==== PROVIDED RECORDS ====

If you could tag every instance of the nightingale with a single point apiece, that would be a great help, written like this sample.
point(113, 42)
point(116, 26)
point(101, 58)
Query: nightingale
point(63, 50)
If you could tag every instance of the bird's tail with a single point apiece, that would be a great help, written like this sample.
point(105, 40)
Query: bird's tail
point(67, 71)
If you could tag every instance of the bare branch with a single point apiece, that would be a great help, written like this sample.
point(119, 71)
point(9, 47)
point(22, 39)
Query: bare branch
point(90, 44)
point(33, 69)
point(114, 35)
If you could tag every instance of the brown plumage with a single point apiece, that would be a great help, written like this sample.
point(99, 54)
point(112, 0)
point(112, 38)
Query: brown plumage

====

TRY IT: Scan the records above for the string "help", then select every line that holds it.

RESPONSE BELOW:
If you could tag every instance of the nightingale with a single point apiece, that would be a great help, written like this sample.
If you could tag every instance of the bird's tail with a single point apiece, that would be a great help, written like this sample.
If you could tag every instance of the bare branch with a single point apiece, that would be a great help, written like this sample.
If you could tag every instance of the brown plumage with a single point apiece, that would be a great help, written like this sample.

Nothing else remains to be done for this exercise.